[Source information Boundary: Start]

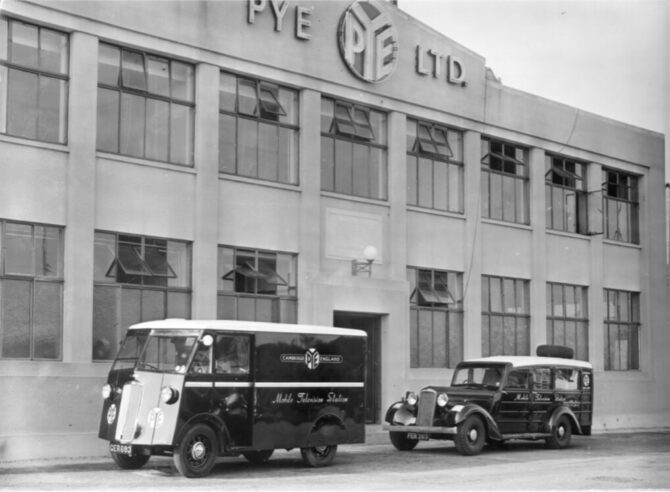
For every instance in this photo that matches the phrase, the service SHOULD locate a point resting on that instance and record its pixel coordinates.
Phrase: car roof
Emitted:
(252, 326)
(529, 360)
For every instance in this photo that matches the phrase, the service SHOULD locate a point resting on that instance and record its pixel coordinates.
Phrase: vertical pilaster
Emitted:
(472, 274)
(206, 218)
(309, 259)
(538, 221)
(80, 210)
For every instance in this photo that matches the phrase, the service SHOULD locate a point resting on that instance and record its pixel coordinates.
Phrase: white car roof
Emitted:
(529, 360)
(252, 326)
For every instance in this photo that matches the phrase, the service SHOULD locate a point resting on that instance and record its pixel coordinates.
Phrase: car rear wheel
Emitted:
(319, 456)
(402, 442)
(560, 434)
(470, 436)
(196, 453)
(130, 462)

[Source information Boundary: End]

__What you are asked to do__
All lines from the one containing "Phrase: white car roof" down to the final line above are to be restated word for word; leave out the rest.

__Output of the exercise__
Phrase: white car roof
Emitted:
(529, 360)
(252, 326)
For every instance in this photo that matches the phrase, the service SHOULD locate a point resting on that instance and record its pixel coordinates.
Phrase: car rear wheel
Emitted:
(319, 456)
(402, 442)
(560, 434)
(470, 436)
(196, 453)
(130, 462)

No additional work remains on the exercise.